§ **REQUIRED ACTION**
Rewrite the personal statement below from "I truly believe" up to and including "on this site.", putting "lasting mark" in place of "legacy".

I am a fairly passionate person. Passionate about health, life and being responsible. I do my best to ‘be‘ what I would like to see in the world, and I’m looking to make some sort of a difference to the planet for my time spent here in this life, however long it ends up being. I’m saddened by the ignorance that causes hatred and racism. I find ignorance frustrating. Ignorance is knowing no better – but it’s when there is no desire to know better that it frustrates me. People who say “I know” when they don’t know – what they think they know is only what’s been aimed at them via the mass media – the nightly news, advertising, advertising disguised as news, the gossip magazines and the other ignorant people that they listen to.
If I don’t know about something, I always try to find out. I’ll research and find as much info as possible so that I do know more. It’s just something I believe I should do before making decisions or judgements. I generally keep an open mind and will always look at new information and new ideas and then take from them what makes sense to me. That’s all each of us can do. But to not seek the information and take what is aimed at you as knowledge is ignorance. Pure and simple. My beliefs change as I come across new information. I believe that most people have no idea where their beliefs come from, but they’ll defend them tooth and nail anyway. I believe that’s a mistake! I believe that most people are good inside – maybe not all, but most. Most people are doing their best and doing what they believe is right, but it doesn’t stop them from being ignorant and ignorance is not bliss! Ignorance causes ill health and suffering. Ignorance causes poverty. Ignorance causes lack of understanding and hatred and intolerance. We really don’t know what we don’t know – until we know!
Today I am still working on myself and my health and my happiness. Still learning and seeking answers and new ideas and information. I still battle with my weight, but I get more and more comfortable in my skin, however it looks, as time goes on. I am less concerned about what others might think of me (although I do notice that it’s still sometimes an issue) I am proud and thankful to be different. I am happy to think differently and have my individual views on the world and it’s issues and to not be someone that follows the herd.
I run a few times a week and I walk. I do a little resistance exercise. I use herbs and vitamins and never take pharmaceutical drugs (not for over 10 years at this point). I take responsibility for my own health and don’t leave it in the hands of doctors. I am responsible for my life and the results I get in it and I know now that I can have whatever I want in my future if I believe that I can. I can live an extraordinary life if I choose to. I didn’t grow up knowing this, but have only learned it recently so I’m working on keeping that belief in the forefront of my mind at all times and I want to let others know that they too can have the life that they maybe daren’t dream of.
I truly believe that life is worth living well. When I leave this life I want it to be with no regrets. I want to have done all the things that I dream of doing. I want to leave a legacy. I want to make a difference in other peoples lives. I want to be a grandmother who has a positive impact on my grandchildren (when and if I have some) so that when they remember me, it is because I helped them realise that they’re amazing and it’s absolutely wonderful and perfect to be different because it means they’re special and that they could do whatever, be whatever and have whatever they want in their lives.
I hope this gives you a little bit of a picture of me and why I am spending my spare time working on this site.

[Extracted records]

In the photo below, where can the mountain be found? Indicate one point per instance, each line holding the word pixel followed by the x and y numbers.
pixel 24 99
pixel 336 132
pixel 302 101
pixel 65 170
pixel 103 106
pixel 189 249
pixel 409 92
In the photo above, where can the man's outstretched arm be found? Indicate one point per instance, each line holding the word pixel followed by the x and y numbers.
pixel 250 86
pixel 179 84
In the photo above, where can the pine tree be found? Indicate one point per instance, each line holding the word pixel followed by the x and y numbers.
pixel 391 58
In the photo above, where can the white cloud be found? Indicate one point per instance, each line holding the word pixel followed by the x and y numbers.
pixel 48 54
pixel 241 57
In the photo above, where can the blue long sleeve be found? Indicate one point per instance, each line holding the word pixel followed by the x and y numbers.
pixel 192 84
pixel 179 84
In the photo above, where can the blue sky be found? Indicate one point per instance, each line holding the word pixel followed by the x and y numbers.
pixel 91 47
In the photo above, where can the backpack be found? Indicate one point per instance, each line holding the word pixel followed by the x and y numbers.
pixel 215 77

==

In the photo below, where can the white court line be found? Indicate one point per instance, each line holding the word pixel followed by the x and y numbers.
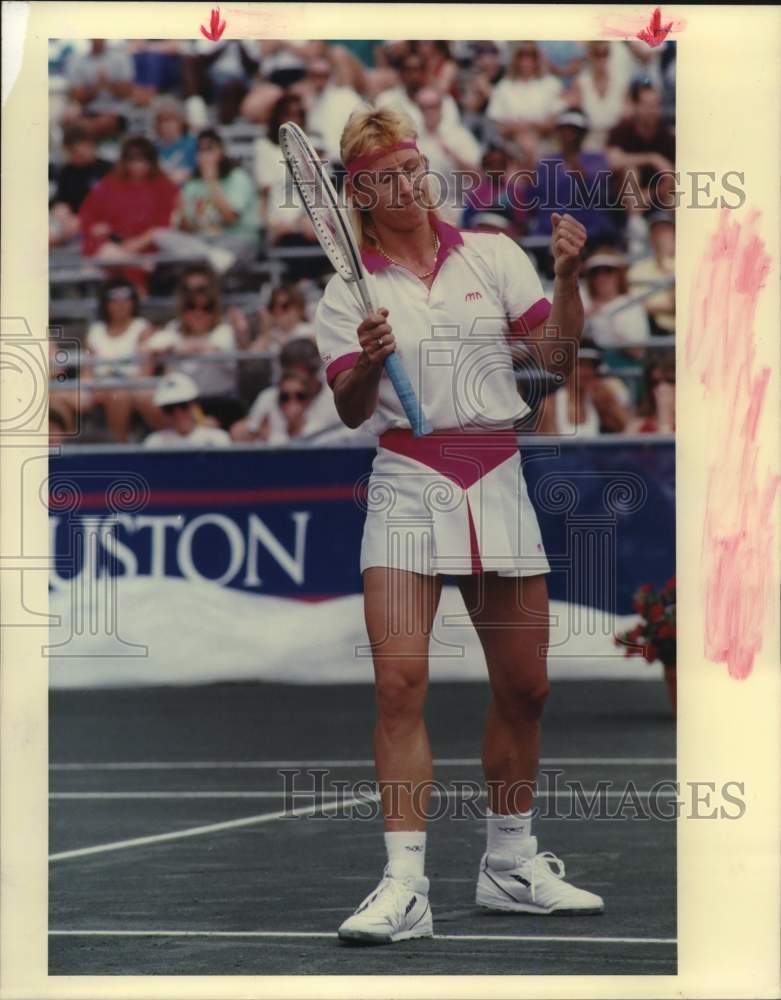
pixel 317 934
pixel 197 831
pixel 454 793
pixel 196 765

* * *

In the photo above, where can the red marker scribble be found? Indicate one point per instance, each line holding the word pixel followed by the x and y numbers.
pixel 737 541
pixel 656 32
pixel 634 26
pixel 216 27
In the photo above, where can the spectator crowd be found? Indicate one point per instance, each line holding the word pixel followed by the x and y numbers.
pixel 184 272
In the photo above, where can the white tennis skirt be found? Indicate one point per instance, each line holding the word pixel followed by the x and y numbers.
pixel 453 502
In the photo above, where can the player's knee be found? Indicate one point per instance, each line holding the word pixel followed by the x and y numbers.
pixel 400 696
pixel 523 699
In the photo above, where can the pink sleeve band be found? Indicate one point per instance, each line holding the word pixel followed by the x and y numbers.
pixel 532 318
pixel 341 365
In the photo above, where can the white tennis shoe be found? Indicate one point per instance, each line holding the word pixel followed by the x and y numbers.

§ **SOLUTION FOR THIS PROBLEM**
I truly believe that life is worth living well. When I leave this life I want it to be with no regrets. I want to have done all the things that I dream of doing. I want to leave a lasting mark. I want to make a difference in other peoples lives. I want to be a grandmother who has a positive impact on my grandchildren (when and if I have some) so that when they remember me, it is because I helped them realise that they’re amazing and it’s absolutely wonderful and perfect to be different because it means they’re special and that they could do whatever, be whatever and have whatever they want in their lives.
I hope this gives you a little bit of a picture of me and why I am spending my spare time working on this site.